-- Tasks to perform --
A. Summarize the passage below on language as a virus in exactly two sentences.
B. Answer these questions about the passage below on language as a virus, one answer per line:
(i) What does the passage call "the essential ingredient" in the revolutionary weapon of language?
(ii) Whose passage about infected identities prompted the writer's reflection?
(iii) What does Burroughs suggest doing to language in order to rail against the power system?
C. Transcribe the part of the passage below on language as a virus that opens with the words containing "Burrough’s theory of" and closes with "manipulation and reappropriation.".

-- Passage for review --
※ ※ ※

Burrough’s theory of language as virus describes language as a system of control, and therefore oppression, with revolutionary potential through repetition. “Playback is the essential ingredient” in the revolutionary weapon of language. Playback for Burroughs is God, taperecorder 3, it kicks Adam and Eve out of the garden of Eden; in other words it lets all hell break lose. As Derrida would agree, the written word’s ability to be repeated allows for its manipulation and reappropriation.
In response to Meg’s passage about infected identities, that is, language as identity infected by power systems, I considered how Burroughs would respond to Fanon’s problem with language, that of submitting to the language of the oppressor, and that the power of language denies space for other identities. Burroughs suggests scrambling language in order to rail against and explode the power system. I’m not sure how well this idea applies to Fanon’s problem, because the use of creole does not lessen the French language’s power status, although it does allow for the emergence of other identities.

※ ※ ※

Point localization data
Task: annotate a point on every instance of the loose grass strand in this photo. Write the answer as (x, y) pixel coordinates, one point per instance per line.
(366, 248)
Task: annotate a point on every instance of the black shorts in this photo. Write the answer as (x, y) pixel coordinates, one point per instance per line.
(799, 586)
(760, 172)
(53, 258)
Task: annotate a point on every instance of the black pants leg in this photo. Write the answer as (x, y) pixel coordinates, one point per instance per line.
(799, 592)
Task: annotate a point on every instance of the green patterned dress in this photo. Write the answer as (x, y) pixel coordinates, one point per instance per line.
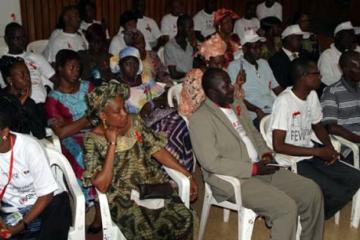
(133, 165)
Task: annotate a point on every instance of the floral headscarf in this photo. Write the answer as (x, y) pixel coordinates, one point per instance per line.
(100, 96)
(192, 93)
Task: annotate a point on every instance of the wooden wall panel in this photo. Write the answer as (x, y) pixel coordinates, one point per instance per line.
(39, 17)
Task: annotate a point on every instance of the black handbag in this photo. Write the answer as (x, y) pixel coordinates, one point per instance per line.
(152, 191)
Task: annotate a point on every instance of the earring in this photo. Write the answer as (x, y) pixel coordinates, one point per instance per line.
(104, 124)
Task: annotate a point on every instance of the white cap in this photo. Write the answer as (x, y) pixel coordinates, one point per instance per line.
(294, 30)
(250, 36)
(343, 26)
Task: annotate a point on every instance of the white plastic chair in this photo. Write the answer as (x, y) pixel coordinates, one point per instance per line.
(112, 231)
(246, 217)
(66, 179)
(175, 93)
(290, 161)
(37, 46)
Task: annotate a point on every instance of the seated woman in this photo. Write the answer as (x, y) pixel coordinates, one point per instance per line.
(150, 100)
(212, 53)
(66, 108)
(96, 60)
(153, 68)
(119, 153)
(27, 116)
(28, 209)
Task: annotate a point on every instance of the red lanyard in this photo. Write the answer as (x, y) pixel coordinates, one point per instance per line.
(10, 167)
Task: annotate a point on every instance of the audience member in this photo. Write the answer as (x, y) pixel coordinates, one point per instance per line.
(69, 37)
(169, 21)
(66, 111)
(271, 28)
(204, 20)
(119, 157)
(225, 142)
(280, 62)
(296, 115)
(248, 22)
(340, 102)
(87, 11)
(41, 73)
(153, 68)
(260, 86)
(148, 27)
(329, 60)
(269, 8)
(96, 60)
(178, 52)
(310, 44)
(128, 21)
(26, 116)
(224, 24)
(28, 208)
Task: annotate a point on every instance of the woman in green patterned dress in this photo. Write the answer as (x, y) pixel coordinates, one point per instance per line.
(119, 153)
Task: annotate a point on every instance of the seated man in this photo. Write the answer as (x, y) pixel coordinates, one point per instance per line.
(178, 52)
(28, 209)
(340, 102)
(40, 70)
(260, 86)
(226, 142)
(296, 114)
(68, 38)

※ ※ ※

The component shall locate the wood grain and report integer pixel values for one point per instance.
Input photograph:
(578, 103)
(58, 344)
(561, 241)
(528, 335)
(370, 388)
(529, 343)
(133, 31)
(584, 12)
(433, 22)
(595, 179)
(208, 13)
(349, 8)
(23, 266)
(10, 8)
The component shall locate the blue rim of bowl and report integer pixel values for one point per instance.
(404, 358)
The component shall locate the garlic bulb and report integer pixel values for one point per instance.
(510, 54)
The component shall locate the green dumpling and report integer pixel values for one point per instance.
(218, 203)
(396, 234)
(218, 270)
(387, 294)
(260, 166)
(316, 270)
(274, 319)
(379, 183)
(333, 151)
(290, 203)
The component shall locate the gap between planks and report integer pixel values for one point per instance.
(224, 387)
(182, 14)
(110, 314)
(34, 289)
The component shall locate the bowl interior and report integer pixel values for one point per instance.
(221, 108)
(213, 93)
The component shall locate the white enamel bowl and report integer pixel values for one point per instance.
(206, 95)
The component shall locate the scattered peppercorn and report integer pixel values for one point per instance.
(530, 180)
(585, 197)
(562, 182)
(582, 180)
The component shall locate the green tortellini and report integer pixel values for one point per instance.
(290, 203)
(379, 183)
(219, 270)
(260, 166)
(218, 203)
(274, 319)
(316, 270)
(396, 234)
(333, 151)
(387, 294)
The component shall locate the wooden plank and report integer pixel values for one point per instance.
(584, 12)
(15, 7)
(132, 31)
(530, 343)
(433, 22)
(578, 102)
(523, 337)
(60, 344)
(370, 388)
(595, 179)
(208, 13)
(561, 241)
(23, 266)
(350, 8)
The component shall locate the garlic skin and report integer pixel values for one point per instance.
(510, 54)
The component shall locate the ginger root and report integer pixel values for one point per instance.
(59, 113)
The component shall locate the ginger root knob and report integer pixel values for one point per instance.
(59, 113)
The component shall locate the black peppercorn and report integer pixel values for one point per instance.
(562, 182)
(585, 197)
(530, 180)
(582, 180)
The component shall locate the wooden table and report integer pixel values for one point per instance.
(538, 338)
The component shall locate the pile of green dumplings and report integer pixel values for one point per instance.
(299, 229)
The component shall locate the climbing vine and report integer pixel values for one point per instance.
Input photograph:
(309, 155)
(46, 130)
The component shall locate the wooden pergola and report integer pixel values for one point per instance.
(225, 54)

※ ※ ※

-- Task-by-task solutions --
A. The passage presents Burroughs's theory of language as a system of control and oppression that has revolutionary potential through repetition, with playback as the essential ingredient. It then considers how Burroughs's suggestion of scrambling language would respond to Fanon's problem of submitting to the oppressor's language, and doubts the fit because creole does not lessen the French language's power status, even though it allows other identities to emerge.

B.
(i) Playback.
(ii) Meg's.
(iii) Scrambling it.

C.
Burrough’s theory of language as virus describes language as a system of control, and therefore oppression, with revolutionary potential through repetition. “Playback is the essential ingredient” in the revolutionary weapon of language. Playback for Burroughs is God, taperecorder 3, it kicks Adam and Eve out of the garden of Eden; in other words it lets all hell break lose. As Derrida would agree, the written word’s ability to be repeated allows for its manipulation and reappropriation.